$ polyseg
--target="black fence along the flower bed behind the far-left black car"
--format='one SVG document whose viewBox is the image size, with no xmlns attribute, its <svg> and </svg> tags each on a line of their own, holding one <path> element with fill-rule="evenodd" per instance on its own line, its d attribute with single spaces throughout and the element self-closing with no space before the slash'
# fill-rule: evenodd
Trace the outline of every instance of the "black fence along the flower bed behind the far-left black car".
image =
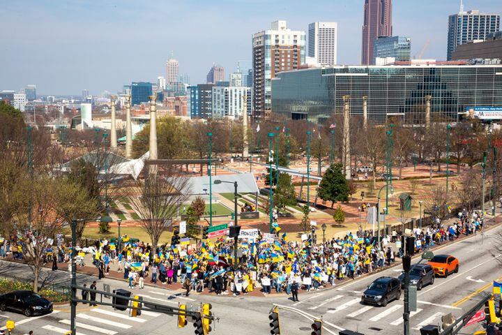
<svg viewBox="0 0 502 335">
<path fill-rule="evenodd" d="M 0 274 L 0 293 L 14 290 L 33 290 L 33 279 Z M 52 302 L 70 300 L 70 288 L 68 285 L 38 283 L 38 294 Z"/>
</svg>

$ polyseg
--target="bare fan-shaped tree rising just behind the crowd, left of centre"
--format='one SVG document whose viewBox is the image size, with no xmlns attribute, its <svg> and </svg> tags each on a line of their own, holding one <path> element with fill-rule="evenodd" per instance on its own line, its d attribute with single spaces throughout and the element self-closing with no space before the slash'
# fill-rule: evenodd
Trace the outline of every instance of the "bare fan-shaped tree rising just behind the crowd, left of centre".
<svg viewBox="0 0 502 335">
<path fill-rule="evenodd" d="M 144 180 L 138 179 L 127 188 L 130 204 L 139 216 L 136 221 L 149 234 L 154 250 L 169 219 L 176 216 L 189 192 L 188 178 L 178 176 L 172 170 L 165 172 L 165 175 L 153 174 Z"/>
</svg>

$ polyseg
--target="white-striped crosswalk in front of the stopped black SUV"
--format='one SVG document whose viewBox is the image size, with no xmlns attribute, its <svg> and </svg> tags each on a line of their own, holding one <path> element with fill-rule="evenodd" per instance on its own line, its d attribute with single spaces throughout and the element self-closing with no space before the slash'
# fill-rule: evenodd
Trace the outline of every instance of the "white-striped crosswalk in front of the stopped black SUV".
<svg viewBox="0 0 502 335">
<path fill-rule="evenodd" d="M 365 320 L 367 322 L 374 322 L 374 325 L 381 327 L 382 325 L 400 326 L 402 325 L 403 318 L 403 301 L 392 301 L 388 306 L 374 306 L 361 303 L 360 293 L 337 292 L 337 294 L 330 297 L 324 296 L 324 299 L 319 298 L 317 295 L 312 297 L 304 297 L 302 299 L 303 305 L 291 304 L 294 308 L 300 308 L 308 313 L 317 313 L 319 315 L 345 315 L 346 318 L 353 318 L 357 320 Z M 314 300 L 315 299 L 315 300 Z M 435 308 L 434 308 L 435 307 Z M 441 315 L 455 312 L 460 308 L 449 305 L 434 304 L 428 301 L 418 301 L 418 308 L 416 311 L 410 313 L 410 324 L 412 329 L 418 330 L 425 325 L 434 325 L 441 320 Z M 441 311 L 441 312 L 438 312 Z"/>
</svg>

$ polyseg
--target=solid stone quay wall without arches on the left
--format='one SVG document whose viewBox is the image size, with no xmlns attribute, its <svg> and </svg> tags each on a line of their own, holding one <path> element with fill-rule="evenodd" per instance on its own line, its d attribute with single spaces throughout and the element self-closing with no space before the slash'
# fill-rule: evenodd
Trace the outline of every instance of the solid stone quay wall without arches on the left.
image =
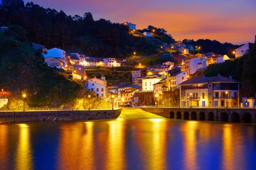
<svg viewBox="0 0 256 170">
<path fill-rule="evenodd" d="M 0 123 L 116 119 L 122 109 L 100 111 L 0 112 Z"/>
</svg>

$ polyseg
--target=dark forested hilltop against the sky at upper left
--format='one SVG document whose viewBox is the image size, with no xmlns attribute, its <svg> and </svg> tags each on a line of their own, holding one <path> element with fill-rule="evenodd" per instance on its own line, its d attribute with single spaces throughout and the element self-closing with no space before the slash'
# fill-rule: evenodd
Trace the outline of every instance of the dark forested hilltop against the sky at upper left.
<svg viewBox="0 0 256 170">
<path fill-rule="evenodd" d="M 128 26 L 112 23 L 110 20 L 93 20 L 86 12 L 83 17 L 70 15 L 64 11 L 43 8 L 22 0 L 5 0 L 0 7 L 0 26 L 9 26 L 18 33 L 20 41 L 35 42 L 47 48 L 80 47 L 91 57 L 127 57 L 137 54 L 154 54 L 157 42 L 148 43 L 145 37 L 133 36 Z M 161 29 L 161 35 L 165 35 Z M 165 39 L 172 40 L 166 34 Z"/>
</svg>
★ ★ ★
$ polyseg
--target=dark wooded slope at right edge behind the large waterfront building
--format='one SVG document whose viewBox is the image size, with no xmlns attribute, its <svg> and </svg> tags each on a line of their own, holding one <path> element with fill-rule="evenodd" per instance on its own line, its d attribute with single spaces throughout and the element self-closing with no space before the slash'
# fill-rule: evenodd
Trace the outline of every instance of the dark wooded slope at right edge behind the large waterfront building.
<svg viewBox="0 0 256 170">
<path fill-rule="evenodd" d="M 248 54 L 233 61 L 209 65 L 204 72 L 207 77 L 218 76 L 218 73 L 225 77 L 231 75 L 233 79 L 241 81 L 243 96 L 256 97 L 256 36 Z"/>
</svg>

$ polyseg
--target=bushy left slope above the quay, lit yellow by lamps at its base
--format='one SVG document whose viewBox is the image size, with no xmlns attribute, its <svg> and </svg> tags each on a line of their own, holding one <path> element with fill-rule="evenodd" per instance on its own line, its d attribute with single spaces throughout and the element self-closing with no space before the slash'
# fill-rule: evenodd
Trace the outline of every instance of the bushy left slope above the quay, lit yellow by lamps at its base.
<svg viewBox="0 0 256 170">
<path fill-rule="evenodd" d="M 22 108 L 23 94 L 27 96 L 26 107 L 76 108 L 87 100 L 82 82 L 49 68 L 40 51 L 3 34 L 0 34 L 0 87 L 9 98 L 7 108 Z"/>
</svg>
★ ★ ★
> EXERCISE OBJECTIVE: Using the data above, show each line where "fence" occurs.

> FINISHED TASK:
--target="black fence along the flower bed behind the far-left black car"
Trace the outline of every instance of the "black fence along the flower bed behind the far-left black car".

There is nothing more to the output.